AUFGABE: Gib aus dem Text über soziale Netzwerkanalyse alles ab „Die Spielerdaten aus“ bis hinunter zu „Hamburger al-Qaida-Gruppe identifizieren.“ wortgetreu wieder.

TEXTAUSZUG:

Die Spielerdaten aus einem Online-Rollenspiel sind aus Datenschutzgründen anonym. Die Forscher sehen nur die Aktionen einer Spielfigur, wissen aber nicht, welcher Spieler sich dahinter verbirgt. Um derlei Nachteile und Unschärfen zu überwinden, wurde seit den 30er-Jahren in der Sozialforschung die Netzwerkanalyse entwickelt. Sie interessiert sich nicht für einzelne Individuen, sondern nimmt diese nur als Knotenpunkte in einem Netzwerk wahr, die mit den anderen Knotenpunkten in Verbindung treten. Dabei braucht der Inhalt der Verbindung nicht bekannt zu sein. Um die Beziehung zwischen zwei Knotenpunkten quantifizieren zu können, muss man lediglich wissen, in welche Richtung die Verbindung läuft und wie häufig sie auftritt.

Ende 2001 konnten US-Behörden mit Hilfe der sozialen Netzwerkanalyse Mohamed Atta als eine der zentralen Figuren der Hamburger al-Qaida-Gruppe identifizieren.

Hat man alle Verbindungen von allen Knoten in einer Matrix gesammelt, lässt sich daraus ein Graph zeichnen, der die Position der Akteure veranschaulicht. Hier findet man zentrale Knoten, die Verbindungen zu vielen anderen unterhalten, Randknoten, die nur lose angebunden sind, Subnetze, die nur durch ein oder zwei Brückenpunkte miteinander verbunden sind und mehr. Man muss also nicht mehr wissen, worüber sich zwei Spieler unterhalten oder welche Waren sie miteinander handeln. Allein die Tatsache, dass sie miteinander in Verbindung treten, erlaubt dem Forscher, sich einen genauen Überblick über die Sozialstrukturen einer Spielergruppe zu verschaffen und die zentralen Figuren zu ermitteln.

Die offizielle Zusammenarbeit mit Sony reduzierte zu Williams Erstaunen nicht zuletzt Vorbehalte in der Spielergruppe, an Umfragen teilzunehmen. Mussten Studienteilnehmer früher noch mühsam mit kostenlosen Spielexemplaren, Headsets und Geld geworben werden, so reichte bei Everquest II allein ein seltener virtueller Gegenstand aus, der von Sony als Belohnung versprochen wurde, um in wenigen Tagen 10 000 Spieler zur Teilnahme an einer Umfrage innerhalb der Spielewelt zu bewegen. Während Spieler neutralen Universitätsforschern äußerst skeptisch gegenüberstanden, ließen sie beim Betreiber der Spiele alle Bedenken fallen und gaben freudig Auskunft über ihre Spielgewohnheiten.

Auszüge aus Bounding-Box-Daten:
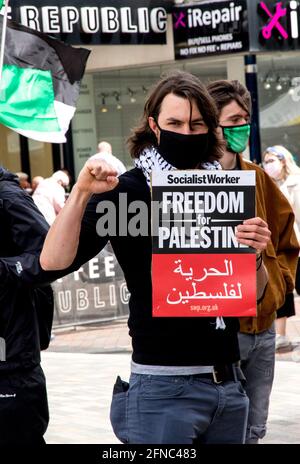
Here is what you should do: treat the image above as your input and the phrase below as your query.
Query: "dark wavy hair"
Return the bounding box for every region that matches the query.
[206,80,252,116]
[127,71,222,162]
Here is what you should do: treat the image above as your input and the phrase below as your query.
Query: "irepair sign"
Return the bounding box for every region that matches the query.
[172,0,300,59]
[10,0,171,45]
[172,0,249,59]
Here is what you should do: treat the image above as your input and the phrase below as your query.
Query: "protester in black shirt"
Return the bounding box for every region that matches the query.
[41,72,270,444]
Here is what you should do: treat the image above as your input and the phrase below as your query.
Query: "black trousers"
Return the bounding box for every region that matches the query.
[295,259,300,295]
[0,366,49,445]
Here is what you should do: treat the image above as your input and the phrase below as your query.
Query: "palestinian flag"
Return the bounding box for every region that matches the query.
[0,15,90,143]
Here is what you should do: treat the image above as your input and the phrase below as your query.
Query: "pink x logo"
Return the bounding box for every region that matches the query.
[259,2,288,40]
[173,11,186,29]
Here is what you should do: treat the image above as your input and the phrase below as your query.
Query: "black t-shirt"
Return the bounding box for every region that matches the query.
[69,168,239,366]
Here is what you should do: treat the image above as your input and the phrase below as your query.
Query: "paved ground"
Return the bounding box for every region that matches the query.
[43,298,300,444]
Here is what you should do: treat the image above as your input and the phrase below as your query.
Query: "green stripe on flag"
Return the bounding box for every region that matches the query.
[0,64,60,132]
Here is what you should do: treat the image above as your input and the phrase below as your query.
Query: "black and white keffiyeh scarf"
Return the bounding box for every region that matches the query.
[134,146,226,330]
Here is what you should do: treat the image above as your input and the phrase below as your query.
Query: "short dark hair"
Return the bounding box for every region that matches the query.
[127,71,222,162]
[207,80,252,116]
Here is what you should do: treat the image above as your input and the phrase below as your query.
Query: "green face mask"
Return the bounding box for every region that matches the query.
[221,124,251,153]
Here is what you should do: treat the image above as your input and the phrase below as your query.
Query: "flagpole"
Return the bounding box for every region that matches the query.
[0,0,9,88]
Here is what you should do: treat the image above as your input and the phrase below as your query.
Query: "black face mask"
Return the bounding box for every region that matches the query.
[156,123,209,169]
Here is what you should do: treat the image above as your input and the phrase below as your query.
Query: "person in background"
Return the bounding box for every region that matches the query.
[207,80,299,444]
[263,145,300,351]
[31,176,44,194]
[90,141,127,176]
[40,72,270,444]
[32,171,69,225]
[0,167,49,442]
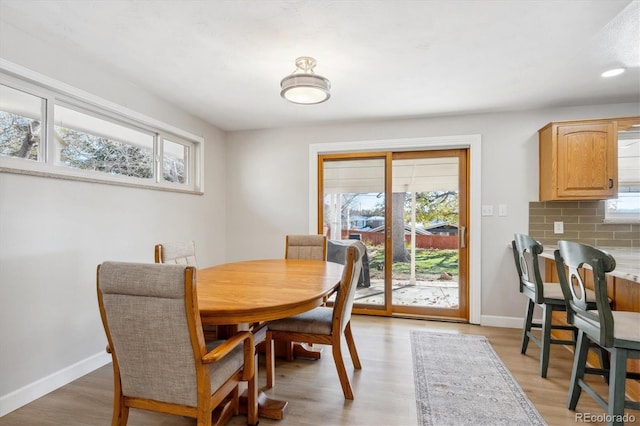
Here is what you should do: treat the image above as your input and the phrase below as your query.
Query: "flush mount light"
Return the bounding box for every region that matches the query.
[601,68,624,78]
[280,56,331,105]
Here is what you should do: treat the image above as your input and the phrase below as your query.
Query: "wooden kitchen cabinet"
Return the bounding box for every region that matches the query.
[538,119,618,201]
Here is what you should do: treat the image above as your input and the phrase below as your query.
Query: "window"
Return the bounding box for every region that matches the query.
[0,84,46,160]
[53,105,154,179]
[605,126,640,223]
[0,66,204,192]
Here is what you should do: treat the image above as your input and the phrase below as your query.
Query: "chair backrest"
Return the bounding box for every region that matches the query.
[155,241,198,268]
[332,241,366,334]
[511,234,544,303]
[554,241,616,347]
[284,235,327,260]
[97,262,205,407]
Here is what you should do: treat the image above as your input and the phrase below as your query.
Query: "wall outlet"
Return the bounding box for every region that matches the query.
[482,204,493,216]
[553,222,564,234]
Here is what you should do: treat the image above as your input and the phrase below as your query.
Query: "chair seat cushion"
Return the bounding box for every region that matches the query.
[611,311,640,342]
[580,310,640,347]
[267,306,333,336]
[207,340,244,393]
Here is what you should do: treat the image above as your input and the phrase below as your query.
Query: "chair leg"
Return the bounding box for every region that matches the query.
[247,356,258,426]
[607,349,627,425]
[111,380,129,426]
[567,330,589,410]
[331,336,353,399]
[344,321,362,370]
[265,331,275,389]
[540,304,553,378]
[598,346,611,384]
[520,299,535,354]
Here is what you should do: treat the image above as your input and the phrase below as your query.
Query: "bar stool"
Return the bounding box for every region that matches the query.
[511,234,584,377]
[554,241,640,425]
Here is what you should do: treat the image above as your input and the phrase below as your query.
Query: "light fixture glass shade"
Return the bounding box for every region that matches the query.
[280,56,331,105]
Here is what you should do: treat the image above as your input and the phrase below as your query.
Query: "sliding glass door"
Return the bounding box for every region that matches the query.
[318,149,468,320]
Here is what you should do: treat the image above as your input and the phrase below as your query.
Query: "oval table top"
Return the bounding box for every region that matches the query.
[196,259,343,325]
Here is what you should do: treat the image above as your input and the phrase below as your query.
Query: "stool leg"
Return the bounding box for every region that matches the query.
[567,330,589,410]
[607,349,627,425]
[540,304,553,378]
[520,299,535,354]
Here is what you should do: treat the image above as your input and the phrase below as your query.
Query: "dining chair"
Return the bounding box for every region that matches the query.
[284,235,327,260]
[155,241,198,268]
[97,262,258,426]
[554,241,640,425]
[266,241,365,399]
[511,234,595,377]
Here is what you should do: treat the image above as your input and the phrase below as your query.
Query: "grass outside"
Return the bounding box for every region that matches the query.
[368,247,458,277]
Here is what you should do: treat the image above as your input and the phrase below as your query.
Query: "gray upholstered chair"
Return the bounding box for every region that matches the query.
[155,241,198,268]
[266,242,365,399]
[284,235,327,260]
[554,241,640,425]
[97,262,258,426]
[511,234,595,377]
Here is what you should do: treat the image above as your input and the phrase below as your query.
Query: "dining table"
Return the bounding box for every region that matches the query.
[196,259,343,419]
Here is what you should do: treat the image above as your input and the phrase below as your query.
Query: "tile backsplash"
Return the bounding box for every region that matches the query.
[529,201,640,247]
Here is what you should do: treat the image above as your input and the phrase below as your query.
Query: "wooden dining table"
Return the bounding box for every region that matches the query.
[196,259,343,419]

ANTWORT:
Die Spielerdaten aus einem Online-Rollenspiel sind aus Datenschutzgründen anonym. Die Forscher sehen nur die Aktionen einer Spielfigur, wissen aber nicht, welcher Spieler sich dahinter verbirgt. Um derlei Nachteile und Unschärfen zu überwinden, wurde seit den 30er-Jahren in der Sozialforschung die Netzwerkanalyse entwickelt. Sie interessiert sich nicht für einzelne Individuen, sondern nimmt diese nur als Knotenpunkte in einem Netzwerk wahr, die mit den anderen Knotenpunkten in Verbindung treten. Dabei braucht der Inhalt der Verbindung nicht bekannt zu sein. Um die Beziehung zwischen zwei Knotenpunkten quantifizieren zu können, muss man lediglich wissen, in welche Richtung die Verbindung läuft und wie häufig sie auftritt.

Ende 2001 konnten US-Behörden mit Hilfe der sozialen Netzwerkanalyse Mohamed Atta als eine der zentralen Figuren der Hamburger al-Qaida-Gruppe identifizieren.